Determine how many lines of the material contain the string "below", with case taken into account, and give only that number.

-- start Material --

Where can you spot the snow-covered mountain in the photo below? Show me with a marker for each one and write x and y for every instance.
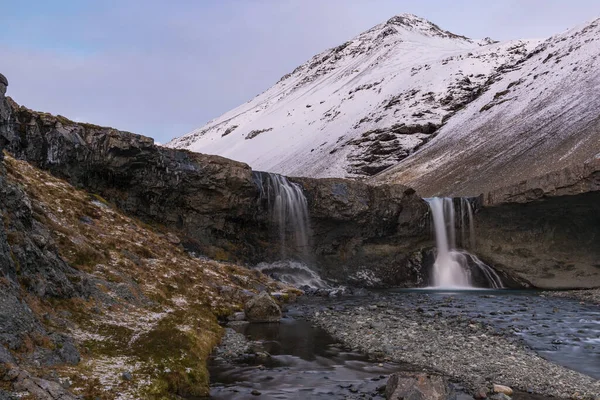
(363, 106)
(541, 115)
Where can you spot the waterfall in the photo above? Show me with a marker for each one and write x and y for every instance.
(293, 273)
(454, 268)
(288, 209)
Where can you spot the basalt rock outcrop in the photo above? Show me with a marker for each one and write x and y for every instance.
(362, 234)
(369, 235)
(545, 229)
(552, 242)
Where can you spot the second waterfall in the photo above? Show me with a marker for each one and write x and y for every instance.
(288, 208)
(454, 268)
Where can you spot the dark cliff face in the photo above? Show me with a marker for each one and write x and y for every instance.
(369, 235)
(209, 198)
(213, 203)
(552, 242)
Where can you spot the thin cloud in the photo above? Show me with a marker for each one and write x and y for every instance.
(160, 70)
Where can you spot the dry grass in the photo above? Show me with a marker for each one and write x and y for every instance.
(163, 335)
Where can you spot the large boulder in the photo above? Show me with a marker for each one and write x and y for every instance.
(418, 386)
(3, 84)
(262, 308)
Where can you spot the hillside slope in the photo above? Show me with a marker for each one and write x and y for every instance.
(540, 116)
(361, 107)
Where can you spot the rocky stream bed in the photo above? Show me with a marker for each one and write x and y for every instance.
(347, 347)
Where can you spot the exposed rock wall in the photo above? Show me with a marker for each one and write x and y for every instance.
(552, 242)
(363, 234)
(368, 235)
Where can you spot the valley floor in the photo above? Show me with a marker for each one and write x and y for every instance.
(477, 340)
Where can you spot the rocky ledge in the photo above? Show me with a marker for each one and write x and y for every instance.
(551, 242)
(570, 181)
(361, 233)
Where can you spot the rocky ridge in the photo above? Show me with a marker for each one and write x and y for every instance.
(361, 107)
(213, 203)
(536, 127)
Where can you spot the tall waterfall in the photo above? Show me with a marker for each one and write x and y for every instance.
(288, 208)
(454, 268)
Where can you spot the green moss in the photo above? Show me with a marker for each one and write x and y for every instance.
(180, 356)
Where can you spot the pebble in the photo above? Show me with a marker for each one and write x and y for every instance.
(502, 389)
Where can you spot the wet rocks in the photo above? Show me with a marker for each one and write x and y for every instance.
(502, 389)
(262, 308)
(449, 345)
(417, 386)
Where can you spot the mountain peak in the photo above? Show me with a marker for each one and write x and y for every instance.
(415, 23)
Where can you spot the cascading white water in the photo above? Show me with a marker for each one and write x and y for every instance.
(293, 273)
(453, 267)
(288, 207)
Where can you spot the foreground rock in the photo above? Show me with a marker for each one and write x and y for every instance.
(88, 293)
(376, 236)
(417, 386)
(262, 308)
(453, 347)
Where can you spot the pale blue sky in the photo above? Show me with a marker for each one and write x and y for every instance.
(163, 68)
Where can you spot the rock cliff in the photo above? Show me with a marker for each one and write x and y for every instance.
(213, 203)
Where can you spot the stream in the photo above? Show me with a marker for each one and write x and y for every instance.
(306, 363)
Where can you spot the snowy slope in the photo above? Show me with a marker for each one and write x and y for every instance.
(542, 115)
(361, 107)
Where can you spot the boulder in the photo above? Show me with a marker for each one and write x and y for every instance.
(3, 84)
(417, 386)
(262, 308)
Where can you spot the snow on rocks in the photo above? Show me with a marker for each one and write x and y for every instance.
(361, 107)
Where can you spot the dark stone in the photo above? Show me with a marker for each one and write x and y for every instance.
(551, 242)
(262, 308)
(418, 386)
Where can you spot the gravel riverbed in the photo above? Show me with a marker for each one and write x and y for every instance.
(470, 351)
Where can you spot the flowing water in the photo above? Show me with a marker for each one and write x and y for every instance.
(293, 273)
(305, 363)
(453, 268)
(563, 331)
(288, 207)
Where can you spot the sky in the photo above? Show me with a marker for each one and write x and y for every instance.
(164, 68)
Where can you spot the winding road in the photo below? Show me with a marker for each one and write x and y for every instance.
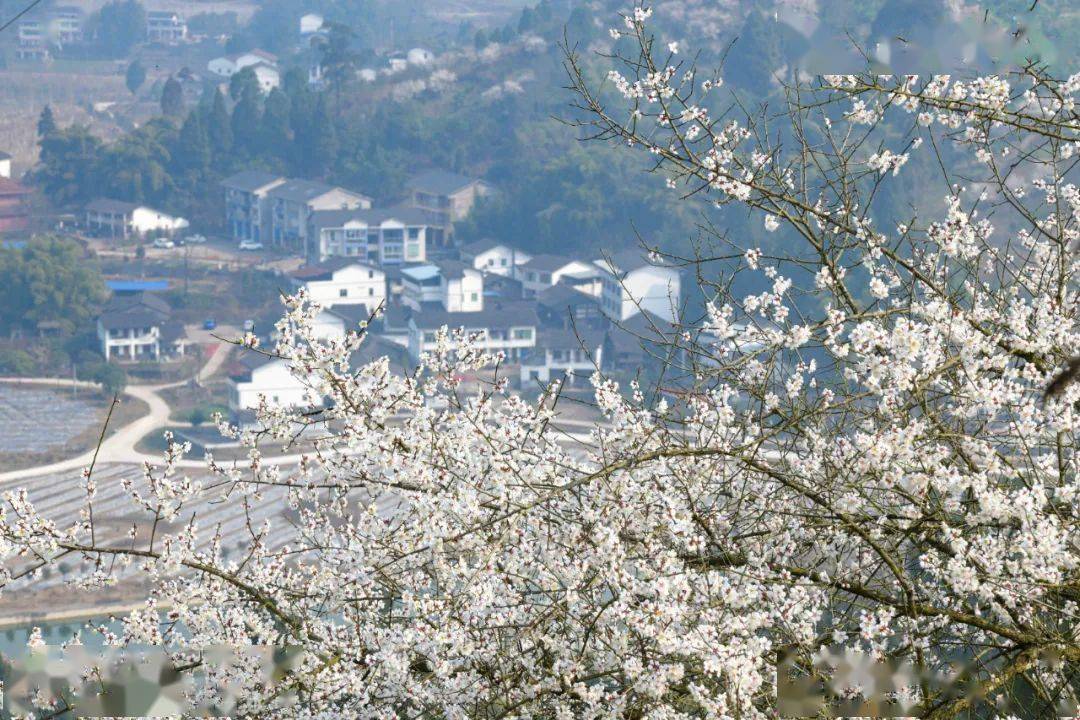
(120, 446)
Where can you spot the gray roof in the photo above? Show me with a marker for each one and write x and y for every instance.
(140, 310)
(548, 262)
(440, 182)
(353, 314)
(408, 216)
(562, 297)
(250, 180)
(109, 205)
(300, 191)
(495, 315)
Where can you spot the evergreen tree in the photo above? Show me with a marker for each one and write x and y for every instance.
(275, 123)
(246, 118)
(135, 76)
(172, 98)
(193, 150)
(324, 144)
(218, 127)
(46, 124)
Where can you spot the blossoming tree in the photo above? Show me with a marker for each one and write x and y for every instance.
(868, 460)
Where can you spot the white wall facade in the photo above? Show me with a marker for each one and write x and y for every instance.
(147, 219)
(500, 260)
(354, 284)
(272, 380)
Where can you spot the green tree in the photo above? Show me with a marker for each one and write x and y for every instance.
(243, 84)
(218, 127)
(46, 124)
(275, 123)
(50, 281)
(135, 76)
(66, 167)
(192, 152)
(119, 26)
(172, 98)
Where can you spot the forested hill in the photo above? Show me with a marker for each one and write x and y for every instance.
(491, 105)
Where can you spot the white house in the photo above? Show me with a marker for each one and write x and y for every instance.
(342, 282)
(247, 212)
(496, 258)
(383, 236)
(543, 271)
(138, 327)
(505, 327)
(563, 353)
(454, 286)
(310, 24)
(420, 56)
(293, 204)
(230, 65)
(118, 219)
(267, 76)
(257, 376)
(634, 284)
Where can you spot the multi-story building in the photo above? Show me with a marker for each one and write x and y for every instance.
(446, 192)
(496, 258)
(505, 327)
(138, 327)
(385, 236)
(454, 286)
(165, 26)
(633, 284)
(342, 282)
(543, 271)
(247, 211)
(112, 218)
(563, 354)
(293, 204)
(14, 212)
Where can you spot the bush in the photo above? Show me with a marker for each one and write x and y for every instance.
(16, 362)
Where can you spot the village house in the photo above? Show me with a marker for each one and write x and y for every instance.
(230, 65)
(385, 236)
(454, 286)
(446, 192)
(633, 284)
(505, 327)
(14, 208)
(543, 271)
(293, 204)
(138, 327)
(247, 211)
(112, 218)
(563, 354)
(165, 26)
(256, 376)
(342, 282)
(491, 257)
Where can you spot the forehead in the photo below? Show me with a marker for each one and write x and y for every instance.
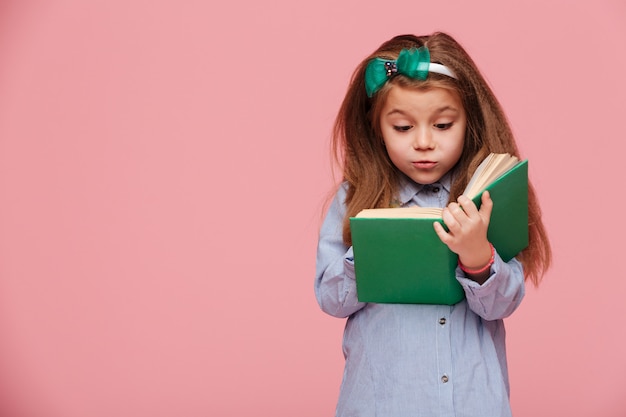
(433, 99)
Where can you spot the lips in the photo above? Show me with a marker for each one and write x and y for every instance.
(424, 164)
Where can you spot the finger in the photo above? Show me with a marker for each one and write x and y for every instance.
(441, 232)
(468, 206)
(486, 206)
(453, 217)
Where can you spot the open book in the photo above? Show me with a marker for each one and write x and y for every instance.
(400, 259)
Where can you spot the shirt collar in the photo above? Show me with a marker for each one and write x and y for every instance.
(409, 188)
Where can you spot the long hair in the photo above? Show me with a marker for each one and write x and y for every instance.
(372, 178)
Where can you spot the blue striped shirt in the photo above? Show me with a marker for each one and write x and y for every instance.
(406, 360)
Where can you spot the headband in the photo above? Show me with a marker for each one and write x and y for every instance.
(414, 63)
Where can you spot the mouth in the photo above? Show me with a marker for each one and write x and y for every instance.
(424, 164)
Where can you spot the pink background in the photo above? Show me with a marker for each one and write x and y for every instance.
(163, 167)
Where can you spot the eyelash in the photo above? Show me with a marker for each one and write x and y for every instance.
(440, 126)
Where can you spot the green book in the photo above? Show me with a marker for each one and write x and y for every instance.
(399, 258)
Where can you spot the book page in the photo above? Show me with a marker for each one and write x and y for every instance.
(401, 212)
(488, 171)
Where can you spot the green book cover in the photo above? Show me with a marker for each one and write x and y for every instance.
(402, 260)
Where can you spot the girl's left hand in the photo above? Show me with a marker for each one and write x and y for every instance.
(467, 235)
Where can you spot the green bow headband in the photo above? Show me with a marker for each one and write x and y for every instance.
(414, 63)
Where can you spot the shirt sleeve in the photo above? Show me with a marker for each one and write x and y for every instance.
(335, 285)
(500, 295)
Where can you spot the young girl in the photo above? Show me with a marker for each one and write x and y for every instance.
(416, 121)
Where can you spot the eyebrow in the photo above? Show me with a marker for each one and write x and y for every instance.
(439, 110)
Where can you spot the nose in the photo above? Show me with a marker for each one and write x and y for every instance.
(423, 139)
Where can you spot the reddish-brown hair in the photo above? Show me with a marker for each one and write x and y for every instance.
(371, 176)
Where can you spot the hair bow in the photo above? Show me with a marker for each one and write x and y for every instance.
(414, 63)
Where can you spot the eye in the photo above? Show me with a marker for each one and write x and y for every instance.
(402, 128)
(443, 126)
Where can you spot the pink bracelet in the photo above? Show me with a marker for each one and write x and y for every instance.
(484, 268)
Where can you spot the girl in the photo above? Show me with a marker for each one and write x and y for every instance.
(416, 121)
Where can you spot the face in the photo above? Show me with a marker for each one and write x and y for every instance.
(423, 131)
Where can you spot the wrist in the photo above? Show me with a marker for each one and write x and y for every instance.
(479, 269)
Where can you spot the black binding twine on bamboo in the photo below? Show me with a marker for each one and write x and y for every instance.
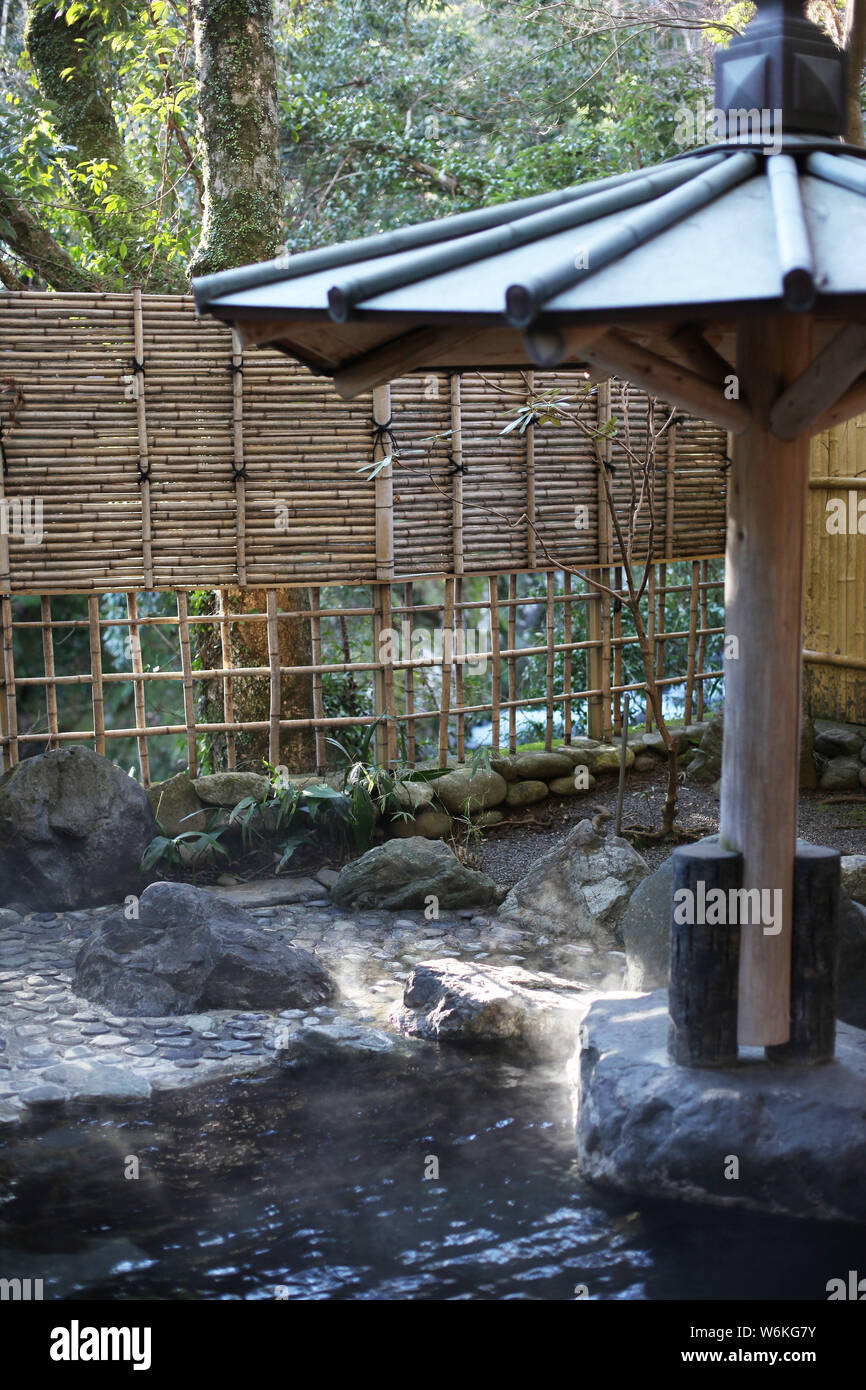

-- end Material --

**Exercise result:** 4